### Provided data ###
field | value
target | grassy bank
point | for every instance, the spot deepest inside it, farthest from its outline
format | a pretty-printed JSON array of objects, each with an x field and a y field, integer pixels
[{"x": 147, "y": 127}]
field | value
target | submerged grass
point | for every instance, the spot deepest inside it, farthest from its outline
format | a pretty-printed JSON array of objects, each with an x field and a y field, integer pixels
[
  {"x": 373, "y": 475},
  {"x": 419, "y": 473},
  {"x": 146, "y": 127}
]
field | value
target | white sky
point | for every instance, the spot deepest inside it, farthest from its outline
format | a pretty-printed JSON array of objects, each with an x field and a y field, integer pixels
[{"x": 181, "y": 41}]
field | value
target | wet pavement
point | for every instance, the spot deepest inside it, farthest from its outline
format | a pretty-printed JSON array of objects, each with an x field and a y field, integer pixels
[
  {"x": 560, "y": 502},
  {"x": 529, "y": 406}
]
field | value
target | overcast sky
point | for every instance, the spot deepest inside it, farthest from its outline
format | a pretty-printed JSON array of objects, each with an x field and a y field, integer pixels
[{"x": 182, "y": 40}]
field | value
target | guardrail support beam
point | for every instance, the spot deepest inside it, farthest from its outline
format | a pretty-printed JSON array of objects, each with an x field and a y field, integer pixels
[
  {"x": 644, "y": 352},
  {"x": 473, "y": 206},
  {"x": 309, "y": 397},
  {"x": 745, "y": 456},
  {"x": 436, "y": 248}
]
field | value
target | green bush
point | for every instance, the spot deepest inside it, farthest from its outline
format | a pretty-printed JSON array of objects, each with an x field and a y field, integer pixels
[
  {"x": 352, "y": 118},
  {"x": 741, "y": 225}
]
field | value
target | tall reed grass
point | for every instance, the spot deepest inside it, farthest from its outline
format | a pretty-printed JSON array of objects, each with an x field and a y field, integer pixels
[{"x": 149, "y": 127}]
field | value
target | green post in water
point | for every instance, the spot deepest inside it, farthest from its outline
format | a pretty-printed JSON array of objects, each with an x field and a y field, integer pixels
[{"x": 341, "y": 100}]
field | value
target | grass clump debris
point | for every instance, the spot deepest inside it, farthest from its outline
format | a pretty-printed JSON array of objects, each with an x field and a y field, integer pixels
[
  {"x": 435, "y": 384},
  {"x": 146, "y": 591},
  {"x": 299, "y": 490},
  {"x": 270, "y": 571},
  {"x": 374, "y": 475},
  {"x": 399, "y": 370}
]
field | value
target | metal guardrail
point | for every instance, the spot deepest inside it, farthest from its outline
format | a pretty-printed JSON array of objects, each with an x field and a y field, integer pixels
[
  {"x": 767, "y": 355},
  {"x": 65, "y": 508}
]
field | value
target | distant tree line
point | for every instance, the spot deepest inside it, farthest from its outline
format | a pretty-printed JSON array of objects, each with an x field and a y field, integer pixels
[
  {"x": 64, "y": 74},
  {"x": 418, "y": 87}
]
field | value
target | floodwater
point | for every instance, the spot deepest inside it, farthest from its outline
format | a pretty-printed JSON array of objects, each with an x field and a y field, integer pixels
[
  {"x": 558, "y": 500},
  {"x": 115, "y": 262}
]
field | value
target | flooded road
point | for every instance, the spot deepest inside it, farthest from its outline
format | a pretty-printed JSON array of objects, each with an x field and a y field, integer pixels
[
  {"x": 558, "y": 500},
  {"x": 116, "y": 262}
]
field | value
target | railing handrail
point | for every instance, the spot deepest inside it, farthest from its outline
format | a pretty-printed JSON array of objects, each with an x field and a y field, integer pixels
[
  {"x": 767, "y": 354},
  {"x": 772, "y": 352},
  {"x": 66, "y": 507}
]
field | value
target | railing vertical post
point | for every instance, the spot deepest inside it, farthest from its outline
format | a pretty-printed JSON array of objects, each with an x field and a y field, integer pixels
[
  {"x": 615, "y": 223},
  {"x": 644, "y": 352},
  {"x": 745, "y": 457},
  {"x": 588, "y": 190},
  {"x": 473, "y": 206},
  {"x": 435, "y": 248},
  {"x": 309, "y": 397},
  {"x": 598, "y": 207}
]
###
# [Your assignment]
Please return the records above in their exact form.

# [Written answer]
field | value
target | grassy bank
point | for every instance, the spot deepest inside it, farthest from its outline
format | a pretty-printed JSON array of objects, each with an x field and a y field, integer pixels
[{"x": 147, "y": 127}]
field | value
target | submerged grass
point | for every instance, the spot deepest inside it, farthest from its outline
format | a pretty-printed JSON array of objects, each with an x field and a y field, integer pixels
[
  {"x": 373, "y": 475},
  {"x": 419, "y": 473},
  {"x": 146, "y": 127}
]
field | value
target | white sky
point | for every instance, the spot deepest inside it, farthest from its outline
format | a pretty-printed JSON array of objects, each with an x field and a y field, integer pixels
[{"x": 181, "y": 41}]
field | value
target | wet pavement
point | for every instance, the spot deepest inside it, farthest from its outline
format | a pretty-printed JSON array of objects, each with an x field and a y field, integer pixels
[
  {"x": 560, "y": 502},
  {"x": 529, "y": 406}
]
field | value
target | overcast sky
point | for every instance, the spot deepest inside it, farthest from its outline
format | a pretty-printed JSON array of objects, each with an x field and a y field, integer pixels
[{"x": 182, "y": 40}]
field | value
target | guardrail support beam
point | for every instance, the spot deepest inside it, farthest from its outline
format | a pretty-printed JSON array of objects, each with an x field and a y field, integer pixels
[
  {"x": 644, "y": 352},
  {"x": 473, "y": 206},
  {"x": 309, "y": 397},
  {"x": 745, "y": 456},
  {"x": 436, "y": 248}
]
field | value
target | green bush
point | for every instance, the spot deepest inside it, farthest from its outline
format | a pretty-printed JSON array of objects, each with an x field and a y field, integer pixels
[
  {"x": 352, "y": 118},
  {"x": 741, "y": 225}
]
field | value
target | tall reed grass
point | for every instance, the spot deepest inside it, farthest from its outline
format | a pretty-printed JSON array of objects, each with an x field and a y field, integer pixels
[{"x": 149, "y": 127}]
field | value
target | green post in water
point | for every instance, the spot deepest inside it, farthest from its outline
format | a pretty-printed JSON array of objects, each with an x field and a y field, integer pixels
[{"x": 341, "y": 100}]
field | value
target | grass clump debris
point | for every instance, the spot deepest inside it, farthest from its outline
format | a pretty-printed JSON array of objects, each with an x field and a y field, integer pixels
[
  {"x": 435, "y": 384},
  {"x": 146, "y": 591},
  {"x": 299, "y": 490},
  {"x": 270, "y": 571},
  {"x": 374, "y": 475},
  {"x": 399, "y": 370}
]
field | value
target | metal guardrail
point | for every instance, the spot deepest inside it, farthest from its outline
format | a pretty-printed JSON array of objects, each with an x field and a y field, integer pixels
[
  {"x": 767, "y": 355},
  {"x": 65, "y": 508}
]
field | value
target | distant tree line
point | for every instance, the spot deepest inside it, farthest from its outline
format | a pretty-printed JSON array of objects, each with an x field and a y field, integer pixels
[
  {"x": 64, "y": 74},
  {"x": 418, "y": 87}
]
field | value
target | floodwater
point | for every instance, the spot deepest inside it, farthest from its outline
format | a pretty-printed JSON array of objects, each with an x field and a y field, integer pixels
[
  {"x": 558, "y": 500},
  {"x": 115, "y": 262}
]
field | value
target | flooded road
point | for every instance, the spot deepest inside it, farthest from its outline
format | a pretty-printed JSON array of objects, each with an x field and a y field, integer pixels
[
  {"x": 558, "y": 500},
  {"x": 116, "y": 262}
]
field | value
target | railing handrail
point | for every instance, the spot deepest inside it, farthest from its outline
format | a pretty-printed JSON array of objects, each with an x field and a y field, integer pixels
[
  {"x": 767, "y": 354},
  {"x": 772, "y": 352},
  {"x": 66, "y": 507}
]
field | value
target | railing vertical post
point | for every instance, the spot deepest inside it, farthest from its outline
format | a pretty-printed JSON array of objects, each with an x field and a y field, integer pixels
[
  {"x": 615, "y": 223},
  {"x": 644, "y": 352},
  {"x": 745, "y": 457},
  {"x": 588, "y": 190},
  {"x": 473, "y": 206},
  {"x": 435, "y": 248},
  {"x": 309, "y": 397},
  {"x": 598, "y": 207}
]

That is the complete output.